[Start of Attachment]
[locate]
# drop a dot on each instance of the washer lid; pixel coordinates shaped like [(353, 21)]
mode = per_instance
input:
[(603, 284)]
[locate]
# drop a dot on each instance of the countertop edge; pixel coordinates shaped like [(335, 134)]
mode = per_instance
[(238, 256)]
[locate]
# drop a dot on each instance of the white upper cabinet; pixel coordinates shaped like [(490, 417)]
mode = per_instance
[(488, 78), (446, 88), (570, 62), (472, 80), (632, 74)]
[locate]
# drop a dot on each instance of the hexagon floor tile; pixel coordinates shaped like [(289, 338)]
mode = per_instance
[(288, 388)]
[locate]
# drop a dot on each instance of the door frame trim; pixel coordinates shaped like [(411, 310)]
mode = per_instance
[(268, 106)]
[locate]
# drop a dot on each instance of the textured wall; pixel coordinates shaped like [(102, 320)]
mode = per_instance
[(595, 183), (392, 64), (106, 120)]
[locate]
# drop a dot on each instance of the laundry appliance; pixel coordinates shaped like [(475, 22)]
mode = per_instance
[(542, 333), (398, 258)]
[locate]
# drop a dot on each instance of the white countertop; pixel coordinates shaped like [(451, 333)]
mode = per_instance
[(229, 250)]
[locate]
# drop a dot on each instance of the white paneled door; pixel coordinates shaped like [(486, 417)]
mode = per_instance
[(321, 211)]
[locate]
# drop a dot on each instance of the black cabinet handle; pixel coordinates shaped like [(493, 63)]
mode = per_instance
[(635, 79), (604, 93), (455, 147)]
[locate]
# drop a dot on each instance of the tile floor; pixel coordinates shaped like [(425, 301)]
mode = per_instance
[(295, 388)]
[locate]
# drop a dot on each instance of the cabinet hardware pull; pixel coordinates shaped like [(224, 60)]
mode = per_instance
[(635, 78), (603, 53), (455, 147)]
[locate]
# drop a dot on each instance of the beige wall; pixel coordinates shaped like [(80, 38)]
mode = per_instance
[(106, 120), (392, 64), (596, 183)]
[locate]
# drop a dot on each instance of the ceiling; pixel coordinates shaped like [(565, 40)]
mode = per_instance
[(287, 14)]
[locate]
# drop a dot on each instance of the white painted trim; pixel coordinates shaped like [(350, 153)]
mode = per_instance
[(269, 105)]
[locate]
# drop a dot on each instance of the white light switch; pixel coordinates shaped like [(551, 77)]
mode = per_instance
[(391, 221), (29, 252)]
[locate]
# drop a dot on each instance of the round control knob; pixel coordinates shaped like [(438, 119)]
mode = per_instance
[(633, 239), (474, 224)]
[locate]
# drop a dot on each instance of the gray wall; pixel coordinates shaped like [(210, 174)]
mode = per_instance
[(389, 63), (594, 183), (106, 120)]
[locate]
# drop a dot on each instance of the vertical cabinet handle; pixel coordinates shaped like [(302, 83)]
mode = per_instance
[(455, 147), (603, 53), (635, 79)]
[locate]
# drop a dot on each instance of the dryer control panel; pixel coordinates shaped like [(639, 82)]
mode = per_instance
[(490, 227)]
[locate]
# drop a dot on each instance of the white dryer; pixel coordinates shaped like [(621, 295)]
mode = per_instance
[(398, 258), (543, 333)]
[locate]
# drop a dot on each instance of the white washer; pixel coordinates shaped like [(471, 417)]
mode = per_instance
[End of Attachment]
■ **Task directions**
A precise copy of the whole listing is the expected answer.

■ **Answer to this task**
[locate]
# drop a dot on each instance of the washer lid; pixel coordinates shaped like [(353, 21)]
mode = per_instance
input:
[(603, 284)]
[locate]
# drop a dot on each instance of the countertop edge; pixel coordinates shaped like [(335, 134)]
mode = per_instance
[(238, 256)]
[locate]
# drop a dot on each instance of the white upper cabinet; pixel coordinates shaped like [(490, 417)]
mode = per_instance
[(488, 78), (446, 88), (570, 62), (472, 80), (632, 74)]
[locate]
# drop a dot on each instance of the hexagon floor tile; pixel coordinates shaped like [(289, 338)]
mode = per_instance
[(288, 388)]
[locate]
# drop a dot on each instance of the door frame trim; pixel coordinates shaped like [(411, 310)]
mode = per_instance
[(268, 106)]
[locate]
# drop a dot on each instance of the textured wall; pixel coordinates shaped like [(102, 320)]
mode = per_instance
[(595, 183), (392, 64), (106, 120)]
[locate]
# drop a dot on each instance of the laundry appliance; pixel coordinates shaped like [(475, 22)]
mode = per_instance
[(542, 333), (398, 258)]
[locate]
# drop a dot on each instance of the white countertop; pixel coordinates shaped like [(451, 333)]
mode = per_instance
[(229, 250)]
[locate]
# drop a dot on each instance of the white paneled door; pixel coordinates shaped like [(486, 417)]
mode = per_instance
[(321, 211)]
[locate]
# drop a dot on each instance of the black cabinet handle; pixel coordinates shaped like [(493, 63)]
mode = per_instance
[(635, 79), (604, 93), (455, 147)]
[locate]
# drop a dot on each instance of the tile floor; pixel coordinates shaped like [(425, 301)]
mode = per_instance
[(295, 388)]
[locate]
# drop a dot on each instance of the cabinet hardware pull; pixel coordinates shaped like [(224, 60)]
mode = per_instance
[(635, 78), (603, 53), (455, 147)]
[locate]
# drop a dot on each instance of the beige wall; pixel coordinates shaped like [(80, 38)]
mode = per_instance
[(106, 120), (392, 64), (596, 183)]
[locate]
# drop a dot on each instance of the ceiling; pixel coordinates shaped like [(565, 40)]
mode = per_instance
[(287, 14)]
[locate]
# drop a dot on each instance of the white painted trim; pixel coordinates shaped like [(350, 153)]
mode = per_instance
[(269, 105)]
[locate]
# drop a dot on each instance of the white light switch; pixel coordinates shaped like [(551, 77)]
mode = per_instance
[(391, 221), (29, 252)]
[locate]
# drop a dot on each instance of the round control knob; pixel coordinates shaped like [(438, 119)]
mode = per_instance
[(633, 239), (474, 224)]
[locate]
# drop a dot on each instance of the gray wall; pixel coordinates shaped like [(210, 174)]
mode = per_instance
[(389, 63), (594, 183), (106, 120)]
[locate]
# drop a dot on each instance of the vertical cabinet handle; pixel coordinates shaped like [(302, 83)]
mode = per_instance
[(455, 147), (603, 53), (635, 79)]
[locate]
# drop a dot on each instance of the dryer control panel; pixel coordinates shaped like [(639, 82)]
mode = per_instance
[(490, 227)]
[locate]
# drop a dot on each instance of the white dryer; pixel coordinates shaped like [(621, 295)]
mode = per_instance
[(398, 258), (543, 333)]
[locate]
# drop a dot on each instance of the white washer; pixel coordinates shaped like [(471, 417)]
mode = per_instance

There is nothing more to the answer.